» BRONTEKST
╔══
Uit wetenschappelijke literatuur komt naar voren dat patiënten kunnen worden ingedeeld in ‘informatiezoekers’ die graag zoveel mogelijk willen weten over hun ziekte en bewust naar informatie op zoek gaan, en ‘informatiemijders’, die het onderwerp het liefst uit de weg gaan. Informatiezoekers die een (na)zorgplan ontvingen, bleken meer tevreden te zijn over de informatievoorziening én over de zorgverlening in het nazorgtraject dan informatiemijders uit de interventiegroep. Informatiemijders ervoeren zelfs meer bedreigende ziektepercepties na het ontvangen van een (na)zorgplan dan informatiemijders die geen zorgplan ontvangen hadden.
Ook stelde De Rooij vast dat bepaalde patiëntgebonden factoren een rol spelen bij de bijdrage van het (na)zorgplan aan de tevredenheid. Zo ontdekte zij dat 20% van de vrouwen uit de interventiegroep aangaf geen (na)zorgplan te hebben gekregen, terwijl de zorgprofessionals aangaven dit wel verstrekt te hebben. Volgens De Rooij betrof het hier met name oudere patiënten en vrouwen met een specifiek persoonlijkheidstype. Zelfs het type kanker lijkt een rol te spelen: patiënten met eierstokkanker leken minder baat te hebben bij het (na)zorgplan dan patiënten met baarmoederkanker.
Het onderzoek toont aan dat het aanbieden van een (na)zorgplan aan álle patiënten met eierstok- of baarmoederkanker waarschijnlijk niet zinvol is, maar het verstrekken aan informatiezoekers met specifieke patiëntgebonden kenmerken wellicht wél. (Na)zorgplannen zouden daarom meer afgestemd moeten worden op de individuele patiënt.
╚══
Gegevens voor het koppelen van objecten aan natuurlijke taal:
╔══
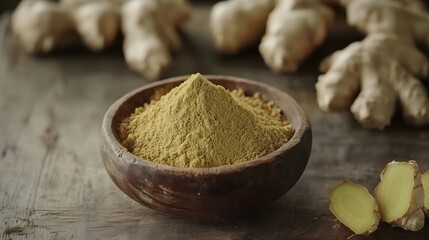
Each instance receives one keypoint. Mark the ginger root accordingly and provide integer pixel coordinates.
(42, 26)
(294, 29)
(384, 67)
(399, 200)
(150, 33)
(400, 195)
(354, 206)
(149, 28)
(425, 183)
(237, 24)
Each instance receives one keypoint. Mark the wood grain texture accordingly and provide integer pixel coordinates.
(53, 184)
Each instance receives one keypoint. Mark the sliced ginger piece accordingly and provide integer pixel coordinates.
(400, 195)
(425, 183)
(354, 207)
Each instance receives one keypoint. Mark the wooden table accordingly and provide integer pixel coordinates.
(53, 184)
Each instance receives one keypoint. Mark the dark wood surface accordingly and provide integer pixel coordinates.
(53, 184)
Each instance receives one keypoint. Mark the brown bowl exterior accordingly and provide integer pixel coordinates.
(206, 193)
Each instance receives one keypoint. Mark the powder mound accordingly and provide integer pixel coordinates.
(200, 124)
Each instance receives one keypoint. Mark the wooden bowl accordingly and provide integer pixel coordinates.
(206, 193)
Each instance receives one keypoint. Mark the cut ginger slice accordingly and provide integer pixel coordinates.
(425, 183)
(354, 207)
(400, 195)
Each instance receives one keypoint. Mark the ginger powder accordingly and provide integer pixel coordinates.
(200, 124)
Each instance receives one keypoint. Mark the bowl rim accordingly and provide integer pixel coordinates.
(124, 154)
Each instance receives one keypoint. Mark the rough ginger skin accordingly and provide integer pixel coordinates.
(41, 26)
(294, 29)
(382, 75)
(237, 24)
(150, 33)
(149, 28)
(384, 67)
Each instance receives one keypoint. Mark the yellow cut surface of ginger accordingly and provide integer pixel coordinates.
(354, 206)
(400, 195)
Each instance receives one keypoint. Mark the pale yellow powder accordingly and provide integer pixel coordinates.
(199, 124)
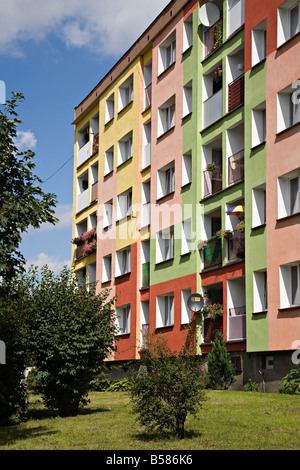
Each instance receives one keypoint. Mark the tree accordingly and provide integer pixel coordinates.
(72, 332)
(22, 201)
(220, 368)
(170, 387)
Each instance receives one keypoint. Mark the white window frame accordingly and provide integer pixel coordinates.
(284, 21)
(165, 245)
(166, 180)
(289, 284)
(165, 310)
(125, 93)
(167, 53)
(186, 314)
(187, 33)
(106, 268)
(123, 314)
(166, 116)
(109, 161)
(110, 108)
(285, 194)
(125, 148)
(187, 99)
(124, 204)
(123, 261)
(259, 43)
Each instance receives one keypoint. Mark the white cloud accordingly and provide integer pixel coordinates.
(25, 140)
(53, 262)
(101, 26)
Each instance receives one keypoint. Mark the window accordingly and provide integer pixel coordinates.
(259, 206)
(124, 204)
(186, 235)
(125, 148)
(186, 168)
(288, 21)
(106, 268)
(164, 310)
(123, 319)
(123, 261)
(259, 42)
(187, 33)
(167, 53)
(166, 180)
(109, 161)
(107, 213)
(260, 293)
(126, 93)
(185, 311)
(166, 117)
(289, 285)
(259, 125)
(289, 194)
(288, 107)
(109, 108)
(187, 99)
(165, 245)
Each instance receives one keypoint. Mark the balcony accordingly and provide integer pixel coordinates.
(82, 200)
(236, 91)
(148, 96)
(94, 192)
(83, 154)
(212, 253)
(213, 38)
(236, 168)
(145, 275)
(237, 323)
(213, 108)
(236, 246)
(212, 180)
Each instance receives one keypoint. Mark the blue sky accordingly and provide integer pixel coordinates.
(55, 53)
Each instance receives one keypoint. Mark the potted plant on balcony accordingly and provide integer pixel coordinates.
(241, 226)
(224, 233)
(211, 166)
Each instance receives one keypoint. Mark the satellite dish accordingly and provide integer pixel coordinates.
(195, 302)
(209, 14)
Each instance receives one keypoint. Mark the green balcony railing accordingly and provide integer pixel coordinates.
(213, 253)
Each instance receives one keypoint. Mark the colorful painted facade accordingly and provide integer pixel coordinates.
(189, 171)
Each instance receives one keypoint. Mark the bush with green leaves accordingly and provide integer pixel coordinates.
(220, 368)
(291, 382)
(72, 332)
(168, 387)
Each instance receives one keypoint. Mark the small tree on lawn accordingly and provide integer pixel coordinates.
(72, 332)
(221, 371)
(170, 387)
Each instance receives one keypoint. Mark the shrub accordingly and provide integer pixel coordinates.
(221, 371)
(291, 382)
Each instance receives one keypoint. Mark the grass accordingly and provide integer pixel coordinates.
(228, 421)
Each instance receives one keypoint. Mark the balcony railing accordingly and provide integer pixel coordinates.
(237, 323)
(213, 108)
(236, 92)
(236, 246)
(236, 168)
(83, 154)
(94, 194)
(212, 181)
(145, 275)
(213, 253)
(213, 37)
(148, 96)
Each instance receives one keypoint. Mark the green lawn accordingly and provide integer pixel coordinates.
(228, 421)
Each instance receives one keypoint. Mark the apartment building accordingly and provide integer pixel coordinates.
(186, 179)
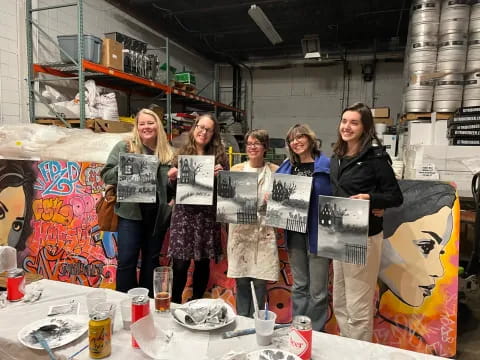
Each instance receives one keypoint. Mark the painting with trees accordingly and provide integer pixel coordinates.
(343, 228)
(289, 200)
(137, 178)
(195, 179)
(237, 197)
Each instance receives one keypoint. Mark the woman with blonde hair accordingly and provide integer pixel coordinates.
(194, 232)
(141, 227)
(310, 271)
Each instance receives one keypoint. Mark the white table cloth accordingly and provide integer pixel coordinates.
(16, 315)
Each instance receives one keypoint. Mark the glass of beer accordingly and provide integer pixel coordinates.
(162, 287)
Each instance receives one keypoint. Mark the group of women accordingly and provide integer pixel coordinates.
(359, 169)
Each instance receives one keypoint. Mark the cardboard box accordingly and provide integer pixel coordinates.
(112, 126)
(386, 121)
(381, 112)
(112, 54)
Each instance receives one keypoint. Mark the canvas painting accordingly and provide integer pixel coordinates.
(237, 197)
(195, 179)
(287, 207)
(137, 178)
(343, 228)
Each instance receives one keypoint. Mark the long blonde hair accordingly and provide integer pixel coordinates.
(214, 147)
(163, 150)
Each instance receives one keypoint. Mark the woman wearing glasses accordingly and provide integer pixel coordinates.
(252, 249)
(310, 271)
(194, 232)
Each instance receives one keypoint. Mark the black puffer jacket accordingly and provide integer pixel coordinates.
(369, 172)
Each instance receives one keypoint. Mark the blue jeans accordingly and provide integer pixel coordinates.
(135, 236)
(244, 295)
(310, 280)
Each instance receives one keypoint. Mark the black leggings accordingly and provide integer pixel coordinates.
(201, 275)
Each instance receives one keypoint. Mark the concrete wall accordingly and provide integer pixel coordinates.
(313, 95)
(13, 104)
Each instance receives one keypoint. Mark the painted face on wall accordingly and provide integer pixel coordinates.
(12, 212)
(411, 259)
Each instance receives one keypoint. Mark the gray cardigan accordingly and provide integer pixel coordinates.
(132, 211)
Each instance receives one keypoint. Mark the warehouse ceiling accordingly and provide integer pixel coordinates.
(222, 30)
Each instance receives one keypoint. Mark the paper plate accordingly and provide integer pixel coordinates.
(272, 354)
(57, 331)
(206, 326)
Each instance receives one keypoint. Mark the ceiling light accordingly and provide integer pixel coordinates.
(257, 15)
(311, 46)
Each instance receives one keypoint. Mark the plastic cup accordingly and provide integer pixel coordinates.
(264, 327)
(95, 297)
(126, 309)
(162, 287)
(137, 292)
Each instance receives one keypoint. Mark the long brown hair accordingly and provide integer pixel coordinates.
(305, 130)
(369, 133)
(214, 147)
(163, 150)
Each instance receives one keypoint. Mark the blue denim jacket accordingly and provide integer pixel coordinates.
(320, 186)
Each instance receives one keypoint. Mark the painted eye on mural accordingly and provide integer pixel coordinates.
(3, 211)
(426, 246)
(17, 225)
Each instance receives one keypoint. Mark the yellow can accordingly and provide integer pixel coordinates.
(100, 335)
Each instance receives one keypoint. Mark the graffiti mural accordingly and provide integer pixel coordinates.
(48, 215)
(47, 212)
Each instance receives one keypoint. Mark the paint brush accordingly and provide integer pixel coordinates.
(255, 302)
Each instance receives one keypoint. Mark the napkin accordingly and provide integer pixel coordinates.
(8, 258)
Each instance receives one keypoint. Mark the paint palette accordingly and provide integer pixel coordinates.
(57, 331)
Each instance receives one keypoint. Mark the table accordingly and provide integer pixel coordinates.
(16, 315)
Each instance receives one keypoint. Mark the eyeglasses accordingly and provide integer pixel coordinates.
(297, 138)
(202, 128)
(254, 145)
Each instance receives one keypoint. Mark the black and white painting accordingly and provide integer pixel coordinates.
(343, 228)
(195, 179)
(237, 197)
(137, 178)
(287, 207)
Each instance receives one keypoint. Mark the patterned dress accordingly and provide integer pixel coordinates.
(194, 232)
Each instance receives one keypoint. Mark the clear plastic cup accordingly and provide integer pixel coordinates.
(137, 292)
(126, 309)
(264, 327)
(95, 297)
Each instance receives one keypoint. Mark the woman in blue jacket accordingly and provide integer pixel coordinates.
(310, 271)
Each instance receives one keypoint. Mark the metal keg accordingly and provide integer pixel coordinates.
(452, 52)
(425, 16)
(447, 96)
(418, 97)
(474, 16)
(473, 54)
(471, 90)
(454, 17)
(422, 54)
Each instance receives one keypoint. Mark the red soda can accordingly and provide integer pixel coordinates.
(300, 337)
(140, 309)
(15, 284)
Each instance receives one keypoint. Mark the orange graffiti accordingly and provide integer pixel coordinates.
(52, 210)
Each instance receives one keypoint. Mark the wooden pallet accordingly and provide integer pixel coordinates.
(424, 116)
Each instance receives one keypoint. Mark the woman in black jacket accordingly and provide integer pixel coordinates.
(360, 169)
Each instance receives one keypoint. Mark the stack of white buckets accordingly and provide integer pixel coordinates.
(437, 44)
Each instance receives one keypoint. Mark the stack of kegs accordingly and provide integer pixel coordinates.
(452, 53)
(471, 90)
(421, 55)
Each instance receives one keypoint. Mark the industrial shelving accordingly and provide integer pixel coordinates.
(108, 77)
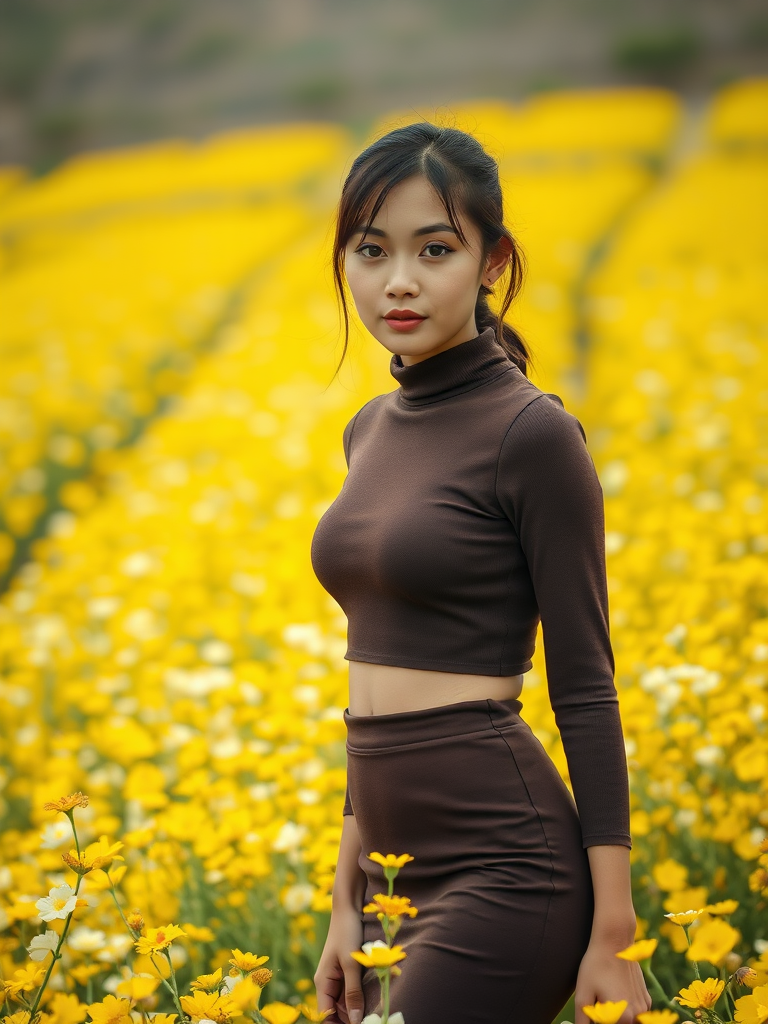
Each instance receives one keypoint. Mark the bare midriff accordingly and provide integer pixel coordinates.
(387, 689)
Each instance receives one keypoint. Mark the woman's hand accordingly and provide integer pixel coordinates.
(338, 976)
(603, 977)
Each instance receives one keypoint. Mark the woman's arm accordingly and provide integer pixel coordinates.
(613, 921)
(349, 881)
(338, 976)
(603, 976)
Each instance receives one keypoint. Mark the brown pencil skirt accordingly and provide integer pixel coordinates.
(500, 877)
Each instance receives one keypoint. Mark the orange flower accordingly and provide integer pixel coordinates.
(158, 938)
(67, 804)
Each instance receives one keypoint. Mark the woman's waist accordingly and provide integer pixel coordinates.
(387, 689)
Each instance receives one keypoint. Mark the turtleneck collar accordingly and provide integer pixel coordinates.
(462, 368)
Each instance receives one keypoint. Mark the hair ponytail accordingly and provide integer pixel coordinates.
(464, 176)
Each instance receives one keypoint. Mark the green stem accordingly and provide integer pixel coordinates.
(56, 952)
(120, 909)
(660, 993)
(174, 994)
(385, 997)
(695, 965)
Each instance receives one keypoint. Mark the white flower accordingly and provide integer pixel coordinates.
(87, 940)
(290, 837)
(297, 898)
(58, 904)
(368, 946)
(41, 945)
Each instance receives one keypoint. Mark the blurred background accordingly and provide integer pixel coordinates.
(87, 74)
(171, 432)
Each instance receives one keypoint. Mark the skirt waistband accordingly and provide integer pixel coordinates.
(430, 723)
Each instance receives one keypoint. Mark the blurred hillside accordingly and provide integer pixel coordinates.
(88, 74)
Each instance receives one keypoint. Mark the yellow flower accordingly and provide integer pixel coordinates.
(19, 1017)
(280, 1013)
(208, 982)
(138, 986)
(209, 1006)
(670, 875)
(713, 941)
(390, 906)
(247, 962)
(66, 1008)
(94, 856)
(639, 950)
(605, 1013)
(310, 1014)
(245, 992)
(136, 923)
(111, 1011)
(753, 1009)
(745, 976)
(158, 938)
(724, 906)
(390, 860)
(684, 916)
(83, 972)
(67, 803)
(701, 993)
(379, 954)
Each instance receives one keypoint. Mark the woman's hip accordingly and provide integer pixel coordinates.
(461, 787)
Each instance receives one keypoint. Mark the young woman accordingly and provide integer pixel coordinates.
(470, 511)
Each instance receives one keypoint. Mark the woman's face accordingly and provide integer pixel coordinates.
(412, 261)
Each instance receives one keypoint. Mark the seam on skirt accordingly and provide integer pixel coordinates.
(546, 840)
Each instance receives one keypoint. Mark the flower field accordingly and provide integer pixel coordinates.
(170, 435)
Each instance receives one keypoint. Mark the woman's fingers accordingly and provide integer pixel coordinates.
(353, 992)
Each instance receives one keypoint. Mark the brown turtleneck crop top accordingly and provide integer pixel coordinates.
(471, 510)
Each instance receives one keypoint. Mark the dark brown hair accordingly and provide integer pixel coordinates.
(465, 177)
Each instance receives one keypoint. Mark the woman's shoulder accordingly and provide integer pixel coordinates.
(543, 419)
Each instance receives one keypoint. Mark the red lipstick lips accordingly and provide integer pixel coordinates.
(402, 320)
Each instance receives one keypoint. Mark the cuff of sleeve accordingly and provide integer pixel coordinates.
(609, 840)
(347, 804)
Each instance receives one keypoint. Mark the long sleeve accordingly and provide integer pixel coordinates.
(548, 486)
(346, 438)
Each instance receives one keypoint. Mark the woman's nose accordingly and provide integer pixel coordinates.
(401, 280)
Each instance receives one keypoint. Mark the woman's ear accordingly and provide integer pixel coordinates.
(497, 261)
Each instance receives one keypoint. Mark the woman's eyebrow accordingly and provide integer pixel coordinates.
(360, 229)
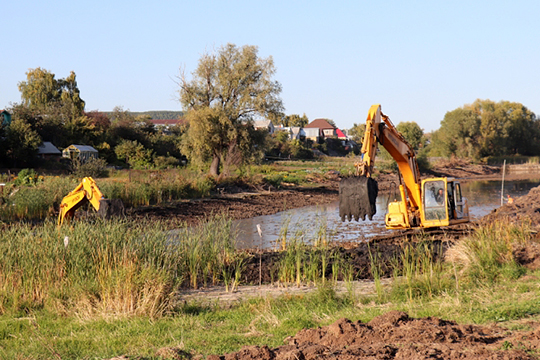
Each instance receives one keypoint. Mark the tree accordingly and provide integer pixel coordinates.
(41, 91)
(486, 128)
(134, 154)
(22, 142)
(227, 91)
(357, 132)
(295, 120)
(413, 133)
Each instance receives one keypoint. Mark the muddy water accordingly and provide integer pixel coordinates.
(313, 222)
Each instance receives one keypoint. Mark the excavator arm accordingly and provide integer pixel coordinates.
(88, 192)
(358, 194)
(380, 130)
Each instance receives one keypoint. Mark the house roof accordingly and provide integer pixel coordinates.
(262, 123)
(168, 121)
(82, 148)
(48, 148)
(320, 124)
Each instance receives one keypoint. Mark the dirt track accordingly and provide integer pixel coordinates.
(396, 336)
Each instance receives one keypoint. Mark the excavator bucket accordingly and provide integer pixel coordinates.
(357, 196)
(109, 208)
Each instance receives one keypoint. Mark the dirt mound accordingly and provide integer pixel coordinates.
(394, 335)
(460, 168)
(523, 208)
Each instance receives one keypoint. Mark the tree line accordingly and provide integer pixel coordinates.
(230, 88)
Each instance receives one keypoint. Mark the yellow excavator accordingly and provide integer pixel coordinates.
(427, 203)
(88, 192)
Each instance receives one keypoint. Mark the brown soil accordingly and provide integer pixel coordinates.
(523, 208)
(242, 205)
(395, 335)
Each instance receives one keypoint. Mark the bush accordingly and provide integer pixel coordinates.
(28, 177)
(165, 162)
(95, 168)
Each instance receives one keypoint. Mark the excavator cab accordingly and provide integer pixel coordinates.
(443, 203)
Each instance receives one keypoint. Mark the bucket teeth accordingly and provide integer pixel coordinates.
(357, 197)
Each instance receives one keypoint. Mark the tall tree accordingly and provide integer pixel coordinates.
(295, 120)
(487, 128)
(227, 91)
(41, 91)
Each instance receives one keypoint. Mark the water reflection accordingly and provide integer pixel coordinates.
(312, 221)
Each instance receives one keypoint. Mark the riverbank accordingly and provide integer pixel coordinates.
(243, 203)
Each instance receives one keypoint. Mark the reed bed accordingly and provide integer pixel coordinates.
(308, 260)
(111, 268)
(42, 200)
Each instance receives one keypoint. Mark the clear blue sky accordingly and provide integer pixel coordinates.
(419, 59)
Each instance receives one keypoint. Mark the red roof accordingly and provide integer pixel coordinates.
(168, 121)
(319, 123)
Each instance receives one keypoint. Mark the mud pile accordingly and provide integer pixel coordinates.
(394, 336)
(526, 207)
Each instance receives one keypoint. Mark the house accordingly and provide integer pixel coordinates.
(264, 124)
(82, 153)
(323, 129)
(295, 132)
(48, 151)
(5, 118)
(341, 135)
(165, 125)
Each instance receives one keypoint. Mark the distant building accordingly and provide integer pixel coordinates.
(341, 135)
(48, 151)
(295, 132)
(166, 124)
(264, 124)
(82, 153)
(323, 129)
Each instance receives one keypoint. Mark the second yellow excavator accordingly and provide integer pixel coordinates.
(432, 202)
(88, 192)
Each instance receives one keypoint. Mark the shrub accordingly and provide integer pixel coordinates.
(95, 168)
(28, 177)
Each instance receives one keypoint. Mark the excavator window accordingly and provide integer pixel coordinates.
(435, 200)
(459, 201)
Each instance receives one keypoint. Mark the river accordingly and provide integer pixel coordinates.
(311, 222)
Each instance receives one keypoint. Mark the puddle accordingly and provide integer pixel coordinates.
(312, 221)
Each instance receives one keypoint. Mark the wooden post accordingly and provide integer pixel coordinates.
(502, 185)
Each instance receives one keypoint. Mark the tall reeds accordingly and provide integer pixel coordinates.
(111, 268)
(41, 200)
(488, 254)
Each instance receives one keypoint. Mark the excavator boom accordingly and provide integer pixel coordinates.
(358, 194)
(88, 192)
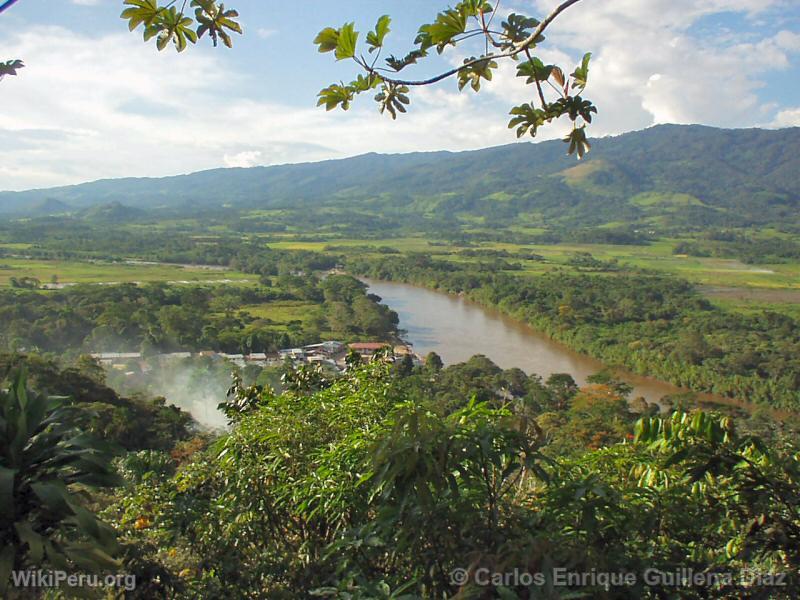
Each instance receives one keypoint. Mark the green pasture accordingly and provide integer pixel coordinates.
(103, 272)
(284, 311)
╚══
» DOEL VAN OEFENING
Vul de tekst over (na)zorgplannen bij eierstok- en baarmoederkanker aan met een vervolg dat aansluit op de laatste zin.

» ANTWOORD BIJ TAAK
Het proefschrift van De Rooij biedt aanknopingspunten voor een zorgethische benadering: wat is goed informeren in deze specifieke situatie, en hoe draagt dit bij aan goede zorg voor deze patiënt? Interessant is de constatering van De Rooij dat een (na)zorgplan schadelijk kan zijn voor een informatiemijdende patiënt. In onze samenleving ligt de nadruk op transparantie, op het zich kunnen verantwoorden; in de zorg is dat niet anders.
De huiver om te worden aangesproken op hun daden maakt dat professionals zich willen indekken. Met het overhandigen van een (na)zorgplan aan de patiënt is vastgelegd welke informatie de zorgprofessional heeft verstrekt. In deze registratie schuilt het risico dat de zorgprofessional ‘voor alle zekerheid’ véél gegevens verstrekt.
Gegevens veranderen echter pas in informatie als zij een antwoord geven op een vraag van de ontvanger. Wie geen vragen heeft of deze vragen niet onder ogen wil zien, staat niet open voor antwoorden. Vanuit zorgethisch perspectief is goed informeren door de zorgprofessional dan ook vooral een aftasten van de situatie van de patiënt: de context, positie, relaties en praktijken waarin deze zich bevindt, de betekenisgeving aan en ervaringen van het ziek zijn. Het willen aangaan van een dialoog hierover met ruimte voor de wens van de patiënt om niet (alles) te willen weten, is daarbij een noodzakelijke voorwaarde.
Het onderzoek van De Rooij vormt een goede opstap voor zorgethisch onderzoek naar toepassing van informatievoorziening die op de patiënt is afgestemd.